§ **Supplied records**:
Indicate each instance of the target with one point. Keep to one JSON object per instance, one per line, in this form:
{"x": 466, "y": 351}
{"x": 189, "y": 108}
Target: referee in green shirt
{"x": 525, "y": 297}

§ **Required action**: What you return must match the records above exactly, line for line.

§ **Your response**:
Indicate each instance of the target with one point. Keep to one JSON object per instance, one per line, in this form:
{"x": 466, "y": 351}
{"x": 189, "y": 108}
Target: referee in green shirt
{"x": 525, "y": 297}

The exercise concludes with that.